Extract each line of the entries that contains the word "banner", treating uppercase and lowercase as different.

> [Records from a dataset]

--- START ---

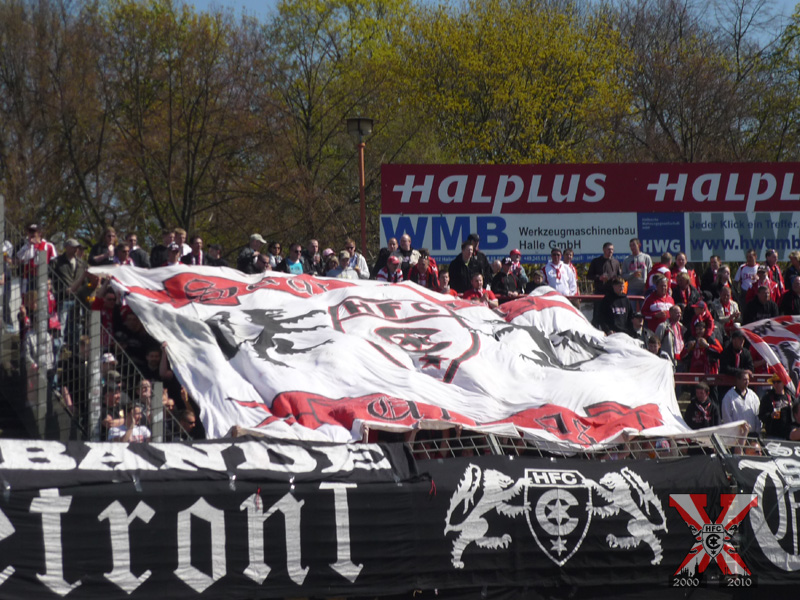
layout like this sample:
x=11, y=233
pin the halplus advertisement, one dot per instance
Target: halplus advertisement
x=722, y=209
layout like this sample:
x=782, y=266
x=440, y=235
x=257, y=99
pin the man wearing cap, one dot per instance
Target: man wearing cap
x=391, y=273
x=478, y=294
x=504, y=284
x=635, y=268
x=215, y=256
x=775, y=410
x=196, y=257
x=742, y=404
x=67, y=272
x=137, y=254
x=517, y=269
x=761, y=307
x=246, y=262
x=559, y=276
x=295, y=263
x=158, y=255
x=603, y=268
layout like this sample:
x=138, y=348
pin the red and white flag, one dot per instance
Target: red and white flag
x=314, y=357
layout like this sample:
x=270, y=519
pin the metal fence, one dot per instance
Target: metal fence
x=64, y=362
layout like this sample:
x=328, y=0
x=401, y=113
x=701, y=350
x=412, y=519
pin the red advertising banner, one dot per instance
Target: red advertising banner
x=590, y=188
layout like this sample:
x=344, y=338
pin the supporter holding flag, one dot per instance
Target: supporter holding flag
x=680, y=267
x=636, y=267
x=558, y=275
x=775, y=410
x=702, y=412
x=478, y=294
x=747, y=274
x=762, y=279
x=774, y=272
x=656, y=306
x=519, y=271
x=391, y=273
x=504, y=284
x=790, y=303
x=662, y=269
x=614, y=312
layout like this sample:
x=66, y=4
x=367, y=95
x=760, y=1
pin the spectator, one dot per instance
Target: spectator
x=519, y=271
x=680, y=267
x=132, y=429
x=774, y=272
x=444, y=284
x=726, y=311
x=761, y=307
x=246, y=262
x=425, y=273
x=274, y=255
x=747, y=274
x=28, y=253
x=614, y=312
x=357, y=261
x=656, y=306
x=505, y=285
x=775, y=410
x=102, y=253
x=762, y=279
x=537, y=280
x=296, y=264
x=391, y=273
x=702, y=412
x=158, y=255
x=180, y=239
x=478, y=294
x=710, y=275
x=483, y=262
x=462, y=267
x=122, y=255
x=635, y=268
x=391, y=248
x=671, y=333
x=603, y=268
x=701, y=355
x=138, y=256
x=793, y=270
x=196, y=256
x=723, y=280
x=790, y=303
x=173, y=255
x=408, y=256
x=638, y=331
x=663, y=268
x=742, y=404
x=735, y=359
x=215, y=256
x=559, y=276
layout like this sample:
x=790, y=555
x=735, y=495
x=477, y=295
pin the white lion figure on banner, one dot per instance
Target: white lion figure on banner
x=497, y=491
x=617, y=489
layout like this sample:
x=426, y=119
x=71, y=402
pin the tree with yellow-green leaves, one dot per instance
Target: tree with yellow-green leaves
x=508, y=81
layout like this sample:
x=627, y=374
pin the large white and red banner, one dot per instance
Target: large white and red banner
x=702, y=209
x=320, y=358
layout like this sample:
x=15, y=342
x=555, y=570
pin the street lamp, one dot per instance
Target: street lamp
x=360, y=128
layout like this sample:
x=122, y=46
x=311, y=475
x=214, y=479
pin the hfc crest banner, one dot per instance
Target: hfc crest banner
x=326, y=358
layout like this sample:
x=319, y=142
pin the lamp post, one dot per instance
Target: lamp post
x=360, y=128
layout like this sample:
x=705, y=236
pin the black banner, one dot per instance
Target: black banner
x=503, y=525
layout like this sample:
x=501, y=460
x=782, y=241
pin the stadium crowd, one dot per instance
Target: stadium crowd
x=691, y=320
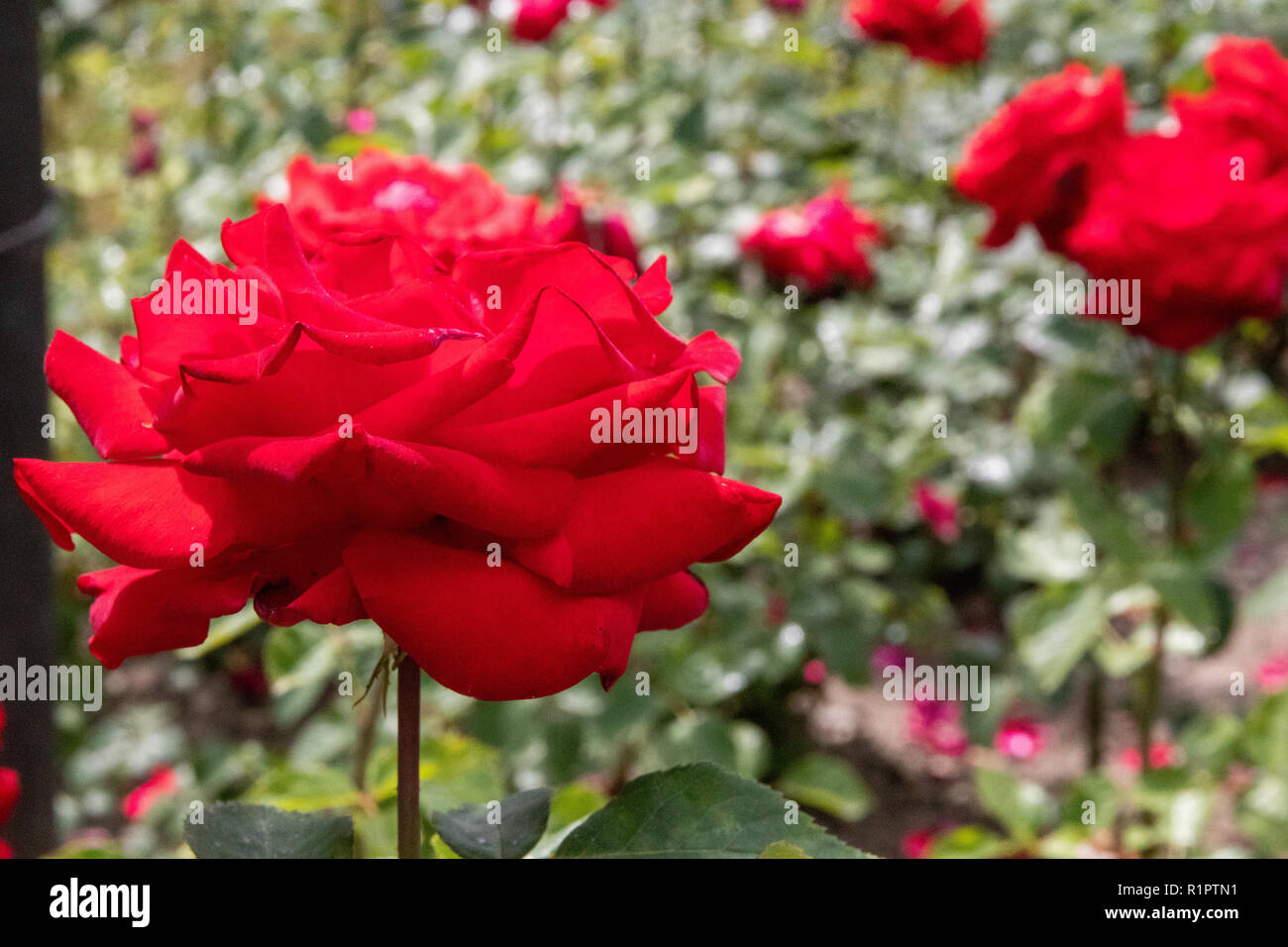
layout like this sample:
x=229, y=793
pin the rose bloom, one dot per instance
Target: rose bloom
x=822, y=243
x=936, y=725
x=1044, y=138
x=161, y=784
x=1209, y=249
x=1160, y=754
x=449, y=211
x=1197, y=210
x=1019, y=737
x=938, y=509
x=536, y=20
x=941, y=31
x=1273, y=674
x=394, y=442
x=609, y=234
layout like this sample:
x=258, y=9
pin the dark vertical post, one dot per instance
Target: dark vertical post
x=25, y=554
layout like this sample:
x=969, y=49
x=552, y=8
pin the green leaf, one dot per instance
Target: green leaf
x=1022, y=806
x=1055, y=629
x=827, y=784
x=233, y=830
x=698, y=810
x=782, y=849
x=503, y=830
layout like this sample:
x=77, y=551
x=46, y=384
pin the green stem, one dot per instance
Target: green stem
x=408, y=758
x=1173, y=460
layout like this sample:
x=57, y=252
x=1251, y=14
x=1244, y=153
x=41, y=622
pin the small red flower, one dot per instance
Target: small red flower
x=814, y=672
x=161, y=784
x=936, y=725
x=1273, y=676
x=938, y=509
x=1019, y=737
x=822, y=243
x=941, y=31
x=536, y=20
x=1160, y=754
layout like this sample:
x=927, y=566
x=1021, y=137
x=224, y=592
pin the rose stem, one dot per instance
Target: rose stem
x=408, y=758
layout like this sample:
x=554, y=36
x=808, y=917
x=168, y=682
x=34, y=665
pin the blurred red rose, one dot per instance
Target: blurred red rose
x=145, y=151
x=1273, y=674
x=1160, y=754
x=161, y=784
x=1197, y=211
x=938, y=509
x=936, y=725
x=609, y=234
x=1207, y=248
x=536, y=20
x=822, y=243
x=814, y=672
x=446, y=210
x=1044, y=138
x=389, y=441
x=1019, y=737
x=941, y=31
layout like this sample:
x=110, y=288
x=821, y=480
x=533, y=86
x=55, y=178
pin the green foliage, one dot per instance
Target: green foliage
x=231, y=830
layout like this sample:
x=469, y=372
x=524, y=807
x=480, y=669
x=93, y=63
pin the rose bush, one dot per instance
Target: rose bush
x=1196, y=210
x=390, y=441
x=822, y=243
x=941, y=31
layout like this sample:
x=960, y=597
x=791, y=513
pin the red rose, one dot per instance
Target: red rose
x=161, y=783
x=449, y=211
x=938, y=509
x=609, y=234
x=1044, y=138
x=536, y=20
x=822, y=243
x=1247, y=97
x=9, y=791
x=393, y=442
x=941, y=31
x=1207, y=249
x=1192, y=219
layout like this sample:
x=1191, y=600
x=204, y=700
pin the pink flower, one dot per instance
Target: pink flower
x=1160, y=754
x=814, y=672
x=1273, y=676
x=938, y=509
x=887, y=656
x=936, y=725
x=536, y=20
x=162, y=783
x=1019, y=737
x=822, y=243
x=361, y=121
x=917, y=844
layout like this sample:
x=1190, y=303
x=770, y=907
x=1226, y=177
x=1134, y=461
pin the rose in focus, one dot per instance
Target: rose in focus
x=395, y=441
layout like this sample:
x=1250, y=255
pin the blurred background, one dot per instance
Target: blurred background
x=153, y=141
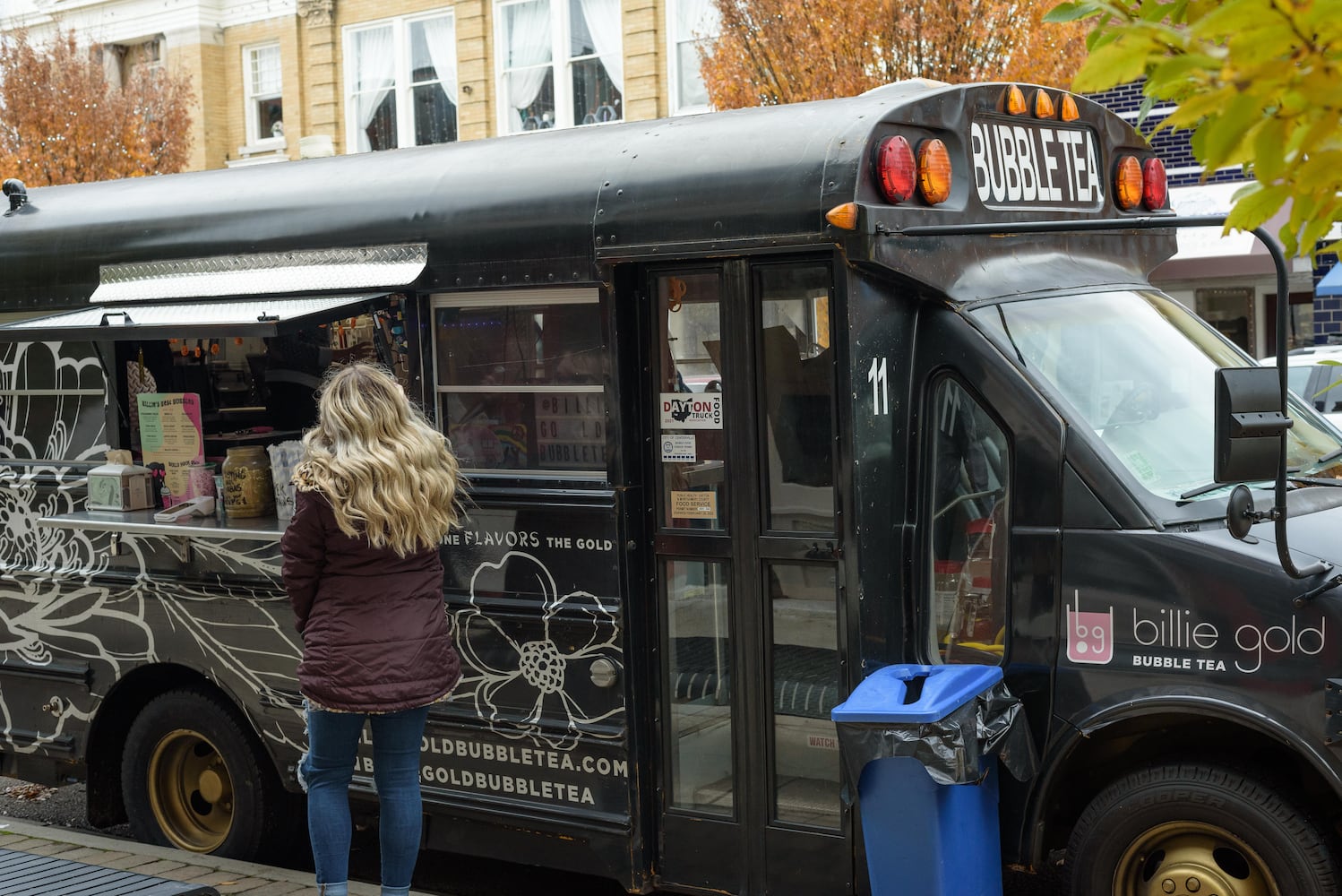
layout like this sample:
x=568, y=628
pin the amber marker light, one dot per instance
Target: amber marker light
x=1155, y=191
x=1128, y=183
x=934, y=170
x=1045, y=105
x=843, y=216
x=895, y=169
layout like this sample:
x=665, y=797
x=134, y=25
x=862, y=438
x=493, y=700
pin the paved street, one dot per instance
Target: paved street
x=58, y=813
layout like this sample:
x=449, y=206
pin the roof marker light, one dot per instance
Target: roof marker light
x=895, y=169
x=1128, y=183
x=843, y=216
x=1155, y=191
x=934, y=170
x=1045, y=105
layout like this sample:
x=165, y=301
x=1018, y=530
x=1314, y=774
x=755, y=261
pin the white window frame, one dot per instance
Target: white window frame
x=258, y=142
x=674, y=42
x=560, y=65
x=400, y=27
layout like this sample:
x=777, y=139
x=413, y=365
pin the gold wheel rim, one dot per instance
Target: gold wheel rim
x=191, y=791
x=1191, y=858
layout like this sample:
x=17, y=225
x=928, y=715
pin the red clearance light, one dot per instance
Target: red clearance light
x=895, y=169
x=934, y=170
x=1155, y=191
x=1128, y=183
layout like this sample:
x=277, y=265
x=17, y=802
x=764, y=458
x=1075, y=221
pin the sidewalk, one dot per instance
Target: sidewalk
x=224, y=874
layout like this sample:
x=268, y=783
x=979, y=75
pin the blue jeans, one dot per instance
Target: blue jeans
x=326, y=771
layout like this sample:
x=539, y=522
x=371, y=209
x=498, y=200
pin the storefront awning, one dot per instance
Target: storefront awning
x=1202, y=253
x=207, y=320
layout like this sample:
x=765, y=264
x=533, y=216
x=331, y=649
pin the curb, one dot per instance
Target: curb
x=247, y=877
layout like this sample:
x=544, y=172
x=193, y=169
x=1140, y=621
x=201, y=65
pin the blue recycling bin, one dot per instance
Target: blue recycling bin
x=925, y=839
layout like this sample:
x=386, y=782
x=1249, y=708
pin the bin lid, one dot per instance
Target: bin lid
x=882, y=695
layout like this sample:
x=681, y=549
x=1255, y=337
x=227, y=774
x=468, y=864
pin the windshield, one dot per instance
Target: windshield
x=1137, y=370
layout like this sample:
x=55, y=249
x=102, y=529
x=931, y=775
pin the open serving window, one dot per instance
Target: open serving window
x=199, y=365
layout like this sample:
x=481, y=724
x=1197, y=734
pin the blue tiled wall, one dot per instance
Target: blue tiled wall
x=1183, y=170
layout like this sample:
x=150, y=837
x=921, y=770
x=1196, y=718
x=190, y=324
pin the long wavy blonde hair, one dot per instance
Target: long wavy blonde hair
x=387, y=472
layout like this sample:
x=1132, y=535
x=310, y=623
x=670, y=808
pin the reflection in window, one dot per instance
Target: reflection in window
x=399, y=66
x=522, y=383
x=700, y=676
x=970, y=467
x=797, y=397
x=805, y=688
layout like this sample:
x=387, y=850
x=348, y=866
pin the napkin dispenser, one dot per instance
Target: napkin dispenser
x=120, y=487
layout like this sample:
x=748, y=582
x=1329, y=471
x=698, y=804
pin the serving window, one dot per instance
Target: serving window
x=522, y=380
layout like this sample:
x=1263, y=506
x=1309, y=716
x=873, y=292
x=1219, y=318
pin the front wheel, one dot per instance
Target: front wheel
x=192, y=779
x=1191, y=829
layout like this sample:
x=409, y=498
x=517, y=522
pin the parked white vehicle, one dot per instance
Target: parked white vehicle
x=1315, y=375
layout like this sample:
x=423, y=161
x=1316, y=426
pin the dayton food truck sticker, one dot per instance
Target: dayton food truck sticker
x=1180, y=640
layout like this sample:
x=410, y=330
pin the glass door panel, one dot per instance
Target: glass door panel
x=805, y=687
x=700, y=676
x=690, y=400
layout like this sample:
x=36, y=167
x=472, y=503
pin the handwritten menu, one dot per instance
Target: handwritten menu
x=170, y=435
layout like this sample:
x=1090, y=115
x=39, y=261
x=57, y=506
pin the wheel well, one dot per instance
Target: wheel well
x=1123, y=747
x=112, y=723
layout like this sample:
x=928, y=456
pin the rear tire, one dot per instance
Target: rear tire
x=194, y=779
x=1194, y=828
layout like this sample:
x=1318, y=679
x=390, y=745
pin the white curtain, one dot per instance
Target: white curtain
x=603, y=21
x=374, y=75
x=528, y=50
x=441, y=38
x=695, y=19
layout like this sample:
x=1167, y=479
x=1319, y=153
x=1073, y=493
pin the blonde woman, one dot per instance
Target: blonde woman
x=376, y=491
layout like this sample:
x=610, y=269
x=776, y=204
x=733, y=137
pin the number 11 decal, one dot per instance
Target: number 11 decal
x=879, y=386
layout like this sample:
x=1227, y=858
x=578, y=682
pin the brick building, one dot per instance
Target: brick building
x=280, y=80
x=1228, y=280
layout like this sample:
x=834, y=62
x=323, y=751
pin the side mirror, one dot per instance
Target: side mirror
x=1250, y=424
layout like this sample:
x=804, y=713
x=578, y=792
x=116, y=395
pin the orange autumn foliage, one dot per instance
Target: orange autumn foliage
x=786, y=51
x=64, y=122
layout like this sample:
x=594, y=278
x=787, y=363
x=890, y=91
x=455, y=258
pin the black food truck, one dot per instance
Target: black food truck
x=753, y=404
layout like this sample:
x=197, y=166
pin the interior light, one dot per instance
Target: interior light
x=1045, y=105
x=1128, y=183
x=1155, y=191
x=843, y=216
x=895, y=169
x=934, y=170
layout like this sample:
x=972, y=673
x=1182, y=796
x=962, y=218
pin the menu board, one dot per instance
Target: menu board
x=170, y=436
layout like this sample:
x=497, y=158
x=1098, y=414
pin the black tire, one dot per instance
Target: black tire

--- END ---

> [Response for this exercise]
pin the red advertising banner, one dot per instance
Target: red advertising banner
pin the white lion figure on banner, one dot per instance
Target: white lion figure on banner
pin the large white and red banner, one dot per instance
Target: large white and red banner
pin the hfc crest banner, one dot per instance
Target: hfc crest banner
pin the black banner, one dot per instance
Target: black banner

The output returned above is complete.